◆ STATED GOAL
Could you render the records as a JSON list of strings, with one string per line and blank lines omitted, starting from the line containing "Every instance of the white" and running through the end of the records, both ends included?

◆ SUPPLIED RECORDS
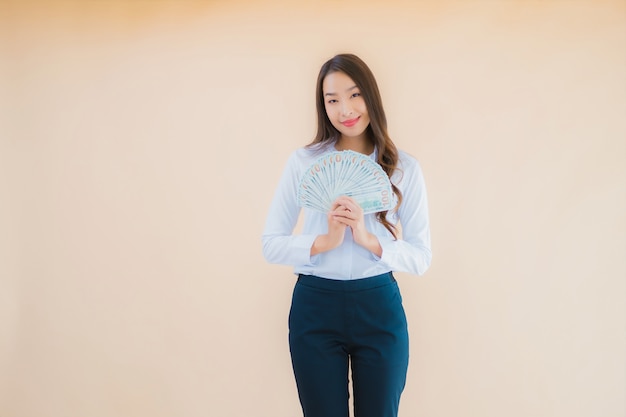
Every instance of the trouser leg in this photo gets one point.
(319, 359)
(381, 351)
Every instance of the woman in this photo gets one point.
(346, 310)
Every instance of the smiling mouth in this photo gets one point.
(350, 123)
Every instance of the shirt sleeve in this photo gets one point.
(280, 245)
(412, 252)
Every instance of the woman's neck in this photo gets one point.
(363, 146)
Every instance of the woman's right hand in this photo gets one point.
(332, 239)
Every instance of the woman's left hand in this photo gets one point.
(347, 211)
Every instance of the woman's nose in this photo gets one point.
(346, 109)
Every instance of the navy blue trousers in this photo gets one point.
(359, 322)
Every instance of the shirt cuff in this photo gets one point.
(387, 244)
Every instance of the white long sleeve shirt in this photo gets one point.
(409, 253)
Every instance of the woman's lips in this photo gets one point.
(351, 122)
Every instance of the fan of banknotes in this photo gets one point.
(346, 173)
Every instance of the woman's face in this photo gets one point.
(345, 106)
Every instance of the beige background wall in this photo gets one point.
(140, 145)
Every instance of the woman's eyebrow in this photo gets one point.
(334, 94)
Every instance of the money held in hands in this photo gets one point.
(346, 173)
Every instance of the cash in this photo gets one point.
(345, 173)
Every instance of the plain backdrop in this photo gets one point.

◆ COMPLETED TASK
[
  "Every instance of the white long sleeve shirt in this photo gets one point.",
  "(409, 253)",
  "Every instance of the woman's lips in this photo gets one point.",
  "(351, 122)",
  "Every instance of the fan of banknotes in this photo gets one point.",
  "(346, 173)",
  "Every instance of the woman's face in this photo gets one point.",
  "(345, 106)",
  "Every instance of the beige background wall in this photo gets one point.",
  "(140, 145)",
  "Every instance of the woman's eyebrow in this photo gets one point.",
  "(334, 94)",
  "Every instance of the money held in hands in this photo gets one point.",
  "(346, 173)",
  "Every instance of the cash in this photo gets one point.",
  "(345, 173)",
  "Every instance of the plain backdrop in this photo gets one point."
]